● Given task 1: According to the diode equation excerpt, what is the approximate thermal voltage at room temperature (25 °C)?
● Given task 2: Write the next part of the diode equation excerpt, continuing from its last sentence.

● Page excerpt:
From the following equation, it is evident that the thermal voltage and the reverse saturation current of a diode depend on the temperature.

$i={{I}_{s}}\left[ {{e}^{\left( {}^{v}/{}_{n{{V}_{T}}} \right)}}-1 \right]\text{ }\cdots \text{ (1)}$

IS is reverse saturation current or leakage current,

n is an empirical constant between 1 and 2,

VT is thermal voltage, given by

$\begin{matrix} {{V}_{T}}=\frac{kT}{q} & \cdots & (2) \\\end{matrix}$

k is Boltzmann’s constant = 1.38×10−23 J / oK,

q is the electronic charge = 1.6×10−19 Coulombs,

T is the absolute temperature in oK

At room temperature (25 oC), the thermal voltage is about 25.7 mV.

(Dataset records)
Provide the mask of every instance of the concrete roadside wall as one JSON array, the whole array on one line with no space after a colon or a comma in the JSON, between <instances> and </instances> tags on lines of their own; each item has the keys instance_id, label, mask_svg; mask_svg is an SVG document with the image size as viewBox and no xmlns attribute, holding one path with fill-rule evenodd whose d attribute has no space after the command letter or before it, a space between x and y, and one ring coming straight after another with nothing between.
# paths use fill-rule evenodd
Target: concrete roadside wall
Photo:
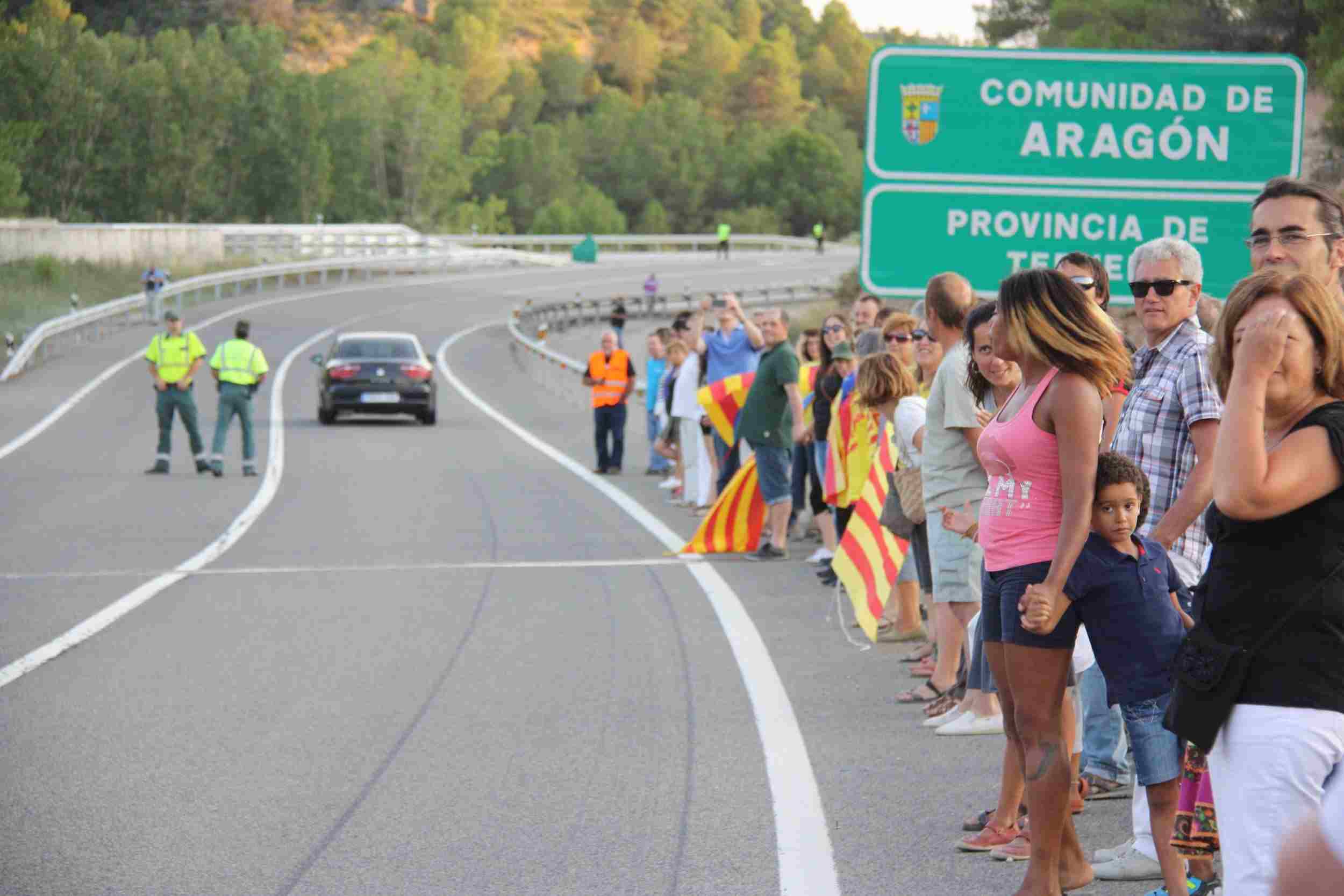
<instances>
[{"instance_id":1,"label":"concrete roadside wall","mask_svg":"<svg viewBox=\"0 0 1344 896\"><path fill-rule=\"evenodd\" d=\"M0 220L0 263L51 255L62 261L171 267L219 262L224 234L208 224L62 224L31 218Z\"/></svg>"}]
</instances>

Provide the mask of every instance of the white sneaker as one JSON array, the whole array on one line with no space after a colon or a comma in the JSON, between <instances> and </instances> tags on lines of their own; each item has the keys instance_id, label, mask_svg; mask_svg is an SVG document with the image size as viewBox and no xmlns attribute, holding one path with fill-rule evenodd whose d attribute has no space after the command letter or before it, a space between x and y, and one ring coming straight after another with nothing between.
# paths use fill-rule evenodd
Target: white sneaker
<instances>
[{"instance_id":1,"label":"white sneaker","mask_svg":"<svg viewBox=\"0 0 1344 896\"><path fill-rule=\"evenodd\" d=\"M1105 865L1106 862L1113 862L1130 849L1134 848L1134 838L1130 837L1120 846L1111 846L1110 849L1098 849L1093 853L1093 865Z\"/></svg>"},{"instance_id":2,"label":"white sneaker","mask_svg":"<svg viewBox=\"0 0 1344 896\"><path fill-rule=\"evenodd\" d=\"M1163 866L1137 849L1118 858L1093 865L1097 880L1161 880Z\"/></svg>"},{"instance_id":3,"label":"white sneaker","mask_svg":"<svg viewBox=\"0 0 1344 896\"><path fill-rule=\"evenodd\" d=\"M952 709L949 709L948 712L942 713L941 716L930 716L929 719L925 719L923 721L919 723L919 725L922 728L937 728L938 725L946 725L953 719L960 719L965 713L966 713L966 711L962 709L961 707L953 707Z\"/></svg>"},{"instance_id":4,"label":"white sneaker","mask_svg":"<svg viewBox=\"0 0 1344 896\"><path fill-rule=\"evenodd\" d=\"M956 737L958 735L1001 735L1003 732L1003 716L977 716L973 712L968 712L961 719L954 719L934 733Z\"/></svg>"}]
</instances>

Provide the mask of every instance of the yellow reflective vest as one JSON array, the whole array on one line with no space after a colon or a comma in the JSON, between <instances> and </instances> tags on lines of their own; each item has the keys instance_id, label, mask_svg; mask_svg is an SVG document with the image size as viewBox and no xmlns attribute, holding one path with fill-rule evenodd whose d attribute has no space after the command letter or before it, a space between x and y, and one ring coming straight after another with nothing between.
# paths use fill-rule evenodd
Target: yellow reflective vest
<instances>
[{"instance_id":1,"label":"yellow reflective vest","mask_svg":"<svg viewBox=\"0 0 1344 896\"><path fill-rule=\"evenodd\" d=\"M187 330L181 336L156 333L145 349L145 360L159 369L159 379L176 383L191 369L191 363L206 356L200 337Z\"/></svg>"},{"instance_id":2,"label":"yellow reflective vest","mask_svg":"<svg viewBox=\"0 0 1344 896\"><path fill-rule=\"evenodd\" d=\"M257 377L269 371L266 356L245 339L231 339L215 347L210 365L219 371L220 383L251 386Z\"/></svg>"}]
</instances>

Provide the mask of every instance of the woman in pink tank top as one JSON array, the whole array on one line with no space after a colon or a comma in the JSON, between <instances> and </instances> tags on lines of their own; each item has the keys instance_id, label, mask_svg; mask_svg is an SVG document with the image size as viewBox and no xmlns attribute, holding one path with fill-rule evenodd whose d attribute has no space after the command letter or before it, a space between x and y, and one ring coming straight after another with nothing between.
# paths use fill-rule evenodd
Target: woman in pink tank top
<instances>
[{"instance_id":1,"label":"woman in pink tank top","mask_svg":"<svg viewBox=\"0 0 1344 896\"><path fill-rule=\"evenodd\" d=\"M1031 864L1019 896L1055 896L1093 877L1068 814L1070 767L1060 707L1077 617L1048 635L1021 627L1031 594L1063 600L1091 521L1102 400L1129 371L1110 318L1054 270L1013 274L999 290L993 351L1021 384L980 435L989 489L977 540L985 549L980 625L999 682L1004 733L1023 763Z\"/></svg>"}]
</instances>

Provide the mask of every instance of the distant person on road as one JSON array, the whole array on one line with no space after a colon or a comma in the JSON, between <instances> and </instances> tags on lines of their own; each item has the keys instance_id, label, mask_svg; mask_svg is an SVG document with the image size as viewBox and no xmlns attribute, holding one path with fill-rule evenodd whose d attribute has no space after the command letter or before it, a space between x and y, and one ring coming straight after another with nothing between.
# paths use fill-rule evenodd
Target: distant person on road
<instances>
[{"instance_id":1,"label":"distant person on road","mask_svg":"<svg viewBox=\"0 0 1344 896\"><path fill-rule=\"evenodd\" d=\"M798 392L798 357L789 345L789 317L771 309L761 321L766 351L761 355L747 400L738 416L738 437L755 451L761 497L769 514L770 540L750 556L754 560L785 560L789 512L793 509L793 450L806 435L802 398Z\"/></svg>"},{"instance_id":2,"label":"distant person on road","mask_svg":"<svg viewBox=\"0 0 1344 896\"><path fill-rule=\"evenodd\" d=\"M593 387L597 439L597 469L593 472L598 476L620 473L625 454L625 399L634 391L634 363L617 347L613 330L602 333L602 349L589 356L583 386Z\"/></svg>"},{"instance_id":3,"label":"distant person on road","mask_svg":"<svg viewBox=\"0 0 1344 896\"><path fill-rule=\"evenodd\" d=\"M164 312L165 332L155 333L145 349L145 360L149 361L149 376L155 380L155 412L159 415L159 453L155 454L155 465L145 470L151 474L167 474L168 462L172 459L172 418L175 412L181 414L183 426L187 427L187 438L191 441L191 453L196 458L196 473L210 469L206 462L206 443L200 438L200 427L196 424L196 402L191 396L192 377L200 369L206 357L206 347L200 344L200 337L192 332L183 333L181 318L177 312Z\"/></svg>"},{"instance_id":4,"label":"distant person on road","mask_svg":"<svg viewBox=\"0 0 1344 896\"><path fill-rule=\"evenodd\" d=\"M156 321L163 316L161 293L164 283L168 282L168 271L151 263L140 275L140 282L145 287L145 320Z\"/></svg>"},{"instance_id":5,"label":"distant person on road","mask_svg":"<svg viewBox=\"0 0 1344 896\"><path fill-rule=\"evenodd\" d=\"M612 301L612 329L616 332L616 347L625 348L625 302L620 298Z\"/></svg>"},{"instance_id":6,"label":"distant person on road","mask_svg":"<svg viewBox=\"0 0 1344 896\"><path fill-rule=\"evenodd\" d=\"M243 476L257 476L257 446L253 442L251 396L266 379L270 367L259 348L247 341L251 324L234 324L234 339L215 347L210 375L219 388L219 412L215 418L215 442L211 446L211 470L215 478L224 474L224 439L234 414L243 431Z\"/></svg>"},{"instance_id":7,"label":"distant person on road","mask_svg":"<svg viewBox=\"0 0 1344 896\"><path fill-rule=\"evenodd\" d=\"M667 371L667 340L672 339L672 332L668 329L659 329L657 332L649 333L646 348L649 352L648 360L644 363L644 408L645 408L645 424L649 435L649 466L644 470L645 476L663 476L672 469L672 465L665 457L657 453L656 446L659 435L663 433L663 426L659 422L659 384L663 382L663 373Z\"/></svg>"}]
</instances>

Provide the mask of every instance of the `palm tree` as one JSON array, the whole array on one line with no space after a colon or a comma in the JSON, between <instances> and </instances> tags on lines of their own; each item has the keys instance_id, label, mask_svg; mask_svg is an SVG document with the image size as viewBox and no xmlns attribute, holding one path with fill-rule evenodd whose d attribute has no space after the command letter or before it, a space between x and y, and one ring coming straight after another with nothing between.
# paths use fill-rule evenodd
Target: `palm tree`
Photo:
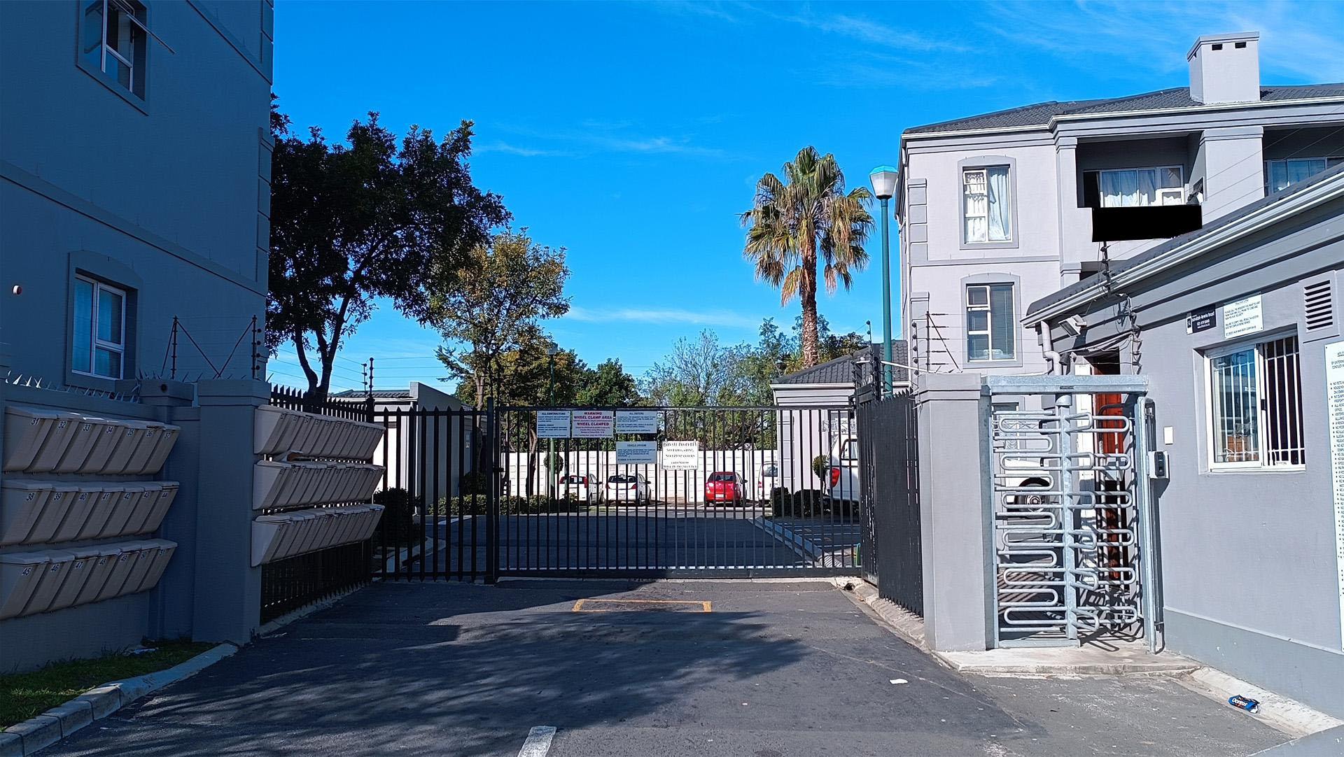
<instances>
[{"instance_id":1,"label":"palm tree","mask_svg":"<svg viewBox=\"0 0 1344 757\"><path fill-rule=\"evenodd\" d=\"M844 172L832 154L806 146L784 164L784 179L766 173L757 181L755 204L742 213L747 230L745 255L757 279L780 287L780 303L802 301L802 365L817 364L817 258L825 260L827 294L852 271L868 264L863 243L872 231L864 187L845 192Z\"/></svg>"}]
</instances>

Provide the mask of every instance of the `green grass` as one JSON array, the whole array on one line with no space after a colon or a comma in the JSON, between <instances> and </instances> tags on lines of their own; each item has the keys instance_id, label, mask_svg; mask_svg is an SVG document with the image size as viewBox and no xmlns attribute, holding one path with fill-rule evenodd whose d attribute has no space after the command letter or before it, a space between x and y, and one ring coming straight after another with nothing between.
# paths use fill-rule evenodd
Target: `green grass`
<instances>
[{"instance_id":1,"label":"green grass","mask_svg":"<svg viewBox=\"0 0 1344 757\"><path fill-rule=\"evenodd\" d=\"M51 663L32 672L0 675L0 729L39 715L109 680L169 668L215 644L161 642L141 655L108 655L91 660Z\"/></svg>"}]
</instances>

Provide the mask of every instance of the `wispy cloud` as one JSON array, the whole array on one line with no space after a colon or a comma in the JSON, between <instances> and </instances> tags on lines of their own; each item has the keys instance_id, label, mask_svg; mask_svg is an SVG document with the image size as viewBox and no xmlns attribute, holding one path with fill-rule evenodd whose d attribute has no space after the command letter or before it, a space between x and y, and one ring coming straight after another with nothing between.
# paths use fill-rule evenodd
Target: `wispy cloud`
<instances>
[{"instance_id":1,"label":"wispy cloud","mask_svg":"<svg viewBox=\"0 0 1344 757\"><path fill-rule=\"evenodd\" d=\"M1185 67L1195 38L1261 32L1261 67L1312 82L1344 79L1344 7L1337 3L1004 3L986 7L988 32L1113 75L1171 74ZM1110 59L1122 64L1099 64ZM1263 78L1263 77L1262 77ZM1273 78L1267 79L1273 82Z\"/></svg>"},{"instance_id":2,"label":"wispy cloud","mask_svg":"<svg viewBox=\"0 0 1344 757\"><path fill-rule=\"evenodd\" d=\"M512 145L509 142L501 142L501 141L487 142L484 145L478 145L478 146L472 148L472 149L474 152L477 152L477 153L504 153L504 154L521 156L521 157L569 157L569 156L574 154L574 153L570 153L567 150L551 150L551 149L543 149L543 148L527 148L527 146Z\"/></svg>"},{"instance_id":3,"label":"wispy cloud","mask_svg":"<svg viewBox=\"0 0 1344 757\"><path fill-rule=\"evenodd\" d=\"M574 306L570 307L570 311L564 317L585 323L684 323L689 326L722 326L726 329L755 329L761 325L761 318L731 310L681 310L676 307L589 309Z\"/></svg>"}]
</instances>

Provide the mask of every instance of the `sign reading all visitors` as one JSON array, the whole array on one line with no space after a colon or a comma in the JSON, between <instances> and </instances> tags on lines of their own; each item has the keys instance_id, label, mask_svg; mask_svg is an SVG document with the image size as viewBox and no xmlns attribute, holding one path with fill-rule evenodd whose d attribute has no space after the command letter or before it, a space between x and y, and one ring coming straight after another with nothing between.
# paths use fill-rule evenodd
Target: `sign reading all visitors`
<instances>
[{"instance_id":1,"label":"sign reading all visitors","mask_svg":"<svg viewBox=\"0 0 1344 757\"><path fill-rule=\"evenodd\" d=\"M570 411L536 411L538 439L569 439Z\"/></svg>"},{"instance_id":2,"label":"sign reading all visitors","mask_svg":"<svg viewBox=\"0 0 1344 757\"><path fill-rule=\"evenodd\" d=\"M570 411L575 439L610 439L616 420L612 411Z\"/></svg>"},{"instance_id":3,"label":"sign reading all visitors","mask_svg":"<svg viewBox=\"0 0 1344 757\"><path fill-rule=\"evenodd\" d=\"M1185 333L1198 334L1200 332L1207 332L1218 325L1218 309L1210 307L1208 310L1191 310L1185 314Z\"/></svg>"},{"instance_id":4,"label":"sign reading all visitors","mask_svg":"<svg viewBox=\"0 0 1344 757\"><path fill-rule=\"evenodd\" d=\"M657 434L659 411L616 411L617 434Z\"/></svg>"},{"instance_id":5,"label":"sign reading all visitors","mask_svg":"<svg viewBox=\"0 0 1344 757\"><path fill-rule=\"evenodd\" d=\"M1340 647L1344 647L1344 342L1325 345L1325 408L1331 430L1335 494L1335 568L1340 589Z\"/></svg>"},{"instance_id":6,"label":"sign reading all visitors","mask_svg":"<svg viewBox=\"0 0 1344 757\"><path fill-rule=\"evenodd\" d=\"M1228 302L1223 306L1223 336L1232 338L1259 332L1265 327L1261 314L1261 297L1258 294Z\"/></svg>"},{"instance_id":7,"label":"sign reading all visitors","mask_svg":"<svg viewBox=\"0 0 1344 757\"><path fill-rule=\"evenodd\" d=\"M616 464L618 466L653 464L657 462L659 462L657 442L616 443Z\"/></svg>"},{"instance_id":8,"label":"sign reading all visitors","mask_svg":"<svg viewBox=\"0 0 1344 757\"><path fill-rule=\"evenodd\" d=\"M663 443L663 468L669 471L694 471L700 462L700 443L667 440Z\"/></svg>"}]
</instances>

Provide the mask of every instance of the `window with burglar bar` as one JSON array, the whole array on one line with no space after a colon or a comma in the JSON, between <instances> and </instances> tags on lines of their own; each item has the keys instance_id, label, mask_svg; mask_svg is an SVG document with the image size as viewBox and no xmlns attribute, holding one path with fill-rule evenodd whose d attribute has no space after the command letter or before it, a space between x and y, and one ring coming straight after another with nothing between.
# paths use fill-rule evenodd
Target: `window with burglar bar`
<instances>
[{"instance_id":1,"label":"window with burglar bar","mask_svg":"<svg viewBox=\"0 0 1344 757\"><path fill-rule=\"evenodd\" d=\"M1211 353L1214 468L1306 464L1297 337Z\"/></svg>"},{"instance_id":2,"label":"window with burglar bar","mask_svg":"<svg viewBox=\"0 0 1344 757\"><path fill-rule=\"evenodd\" d=\"M1011 283L966 286L966 360L1017 357L1017 319Z\"/></svg>"},{"instance_id":3,"label":"window with burglar bar","mask_svg":"<svg viewBox=\"0 0 1344 757\"><path fill-rule=\"evenodd\" d=\"M145 7L132 0L91 0L83 4L81 54L120 89L145 97L145 52L149 30Z\"/></svg>"}]
</instances>

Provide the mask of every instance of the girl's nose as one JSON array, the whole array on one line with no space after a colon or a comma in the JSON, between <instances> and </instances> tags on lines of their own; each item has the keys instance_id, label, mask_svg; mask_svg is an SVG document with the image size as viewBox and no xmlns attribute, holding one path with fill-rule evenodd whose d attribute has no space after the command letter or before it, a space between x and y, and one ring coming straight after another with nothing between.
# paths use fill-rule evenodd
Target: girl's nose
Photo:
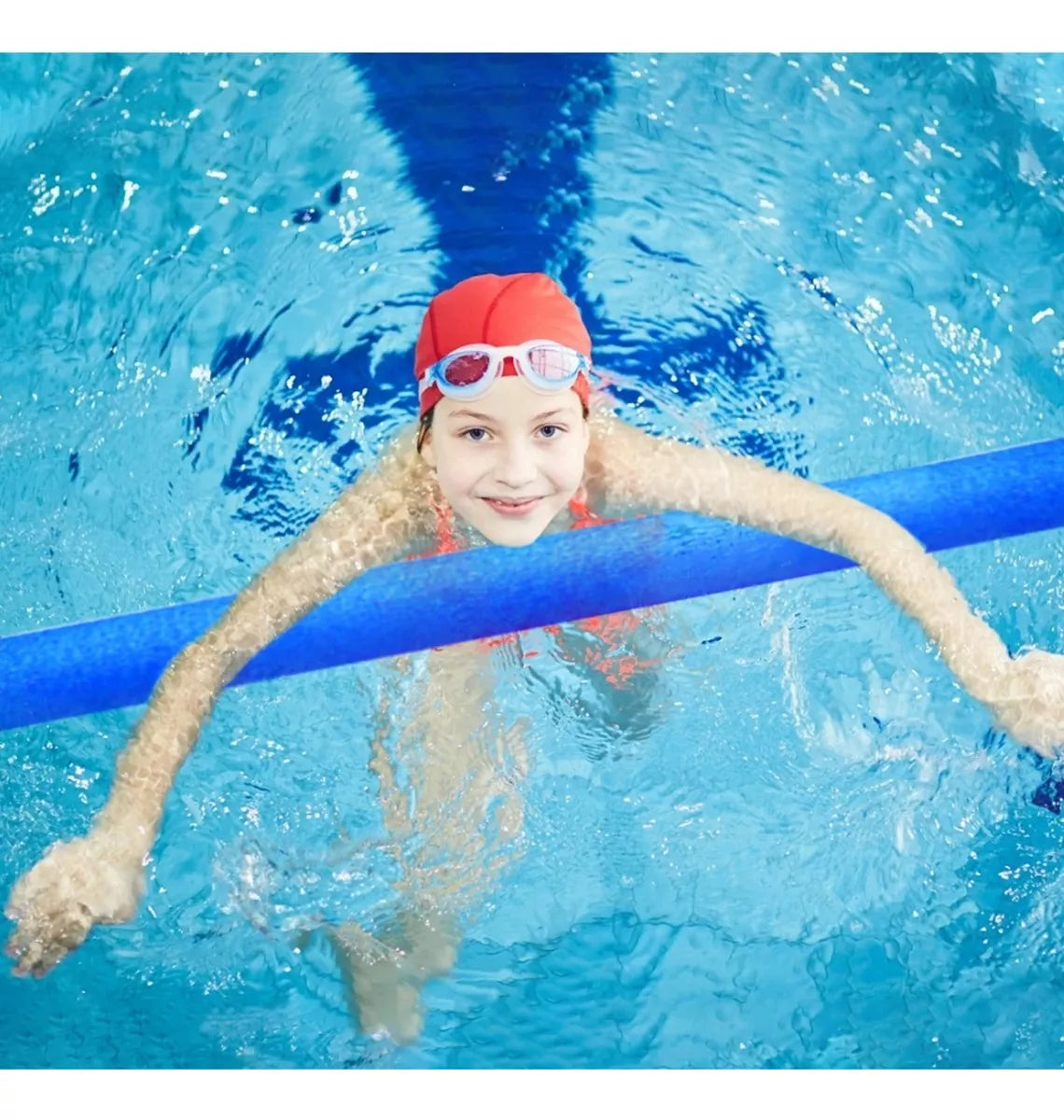
<instances>
[{"instance_id":1,"label":"girl's nose","mask_svg":"<svg viewBox=\"0 0 1064 1120\"><path fill-rule=\"evenodd\" d=\"M514 440L503 449L495 470L496 478L511 489L535 482L535 457L525 440Z\"/></svg>"}]
</instances>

● Final answer 1: About 25.7 mV.

● Final answer 2:
The reverse saturation current Is of a diode increases by 7.2%/0C for germanium as well as for silicon material. The reverse saturation current can be expressed as:

$\begin{matrix} {{I}_{s}}({{T}_{2}})={{I}_{s}}({{T}_{1}}){{e}^{\left[ {{k}_{s}}({{T}_{2}}-{{T}_{1}}) \right]}} & \cdots & (3) \\\end{matrix}$

Where

${{k}_{s}}=0.072/{}^{o}C$

And T1 and T2 represent different temperatures.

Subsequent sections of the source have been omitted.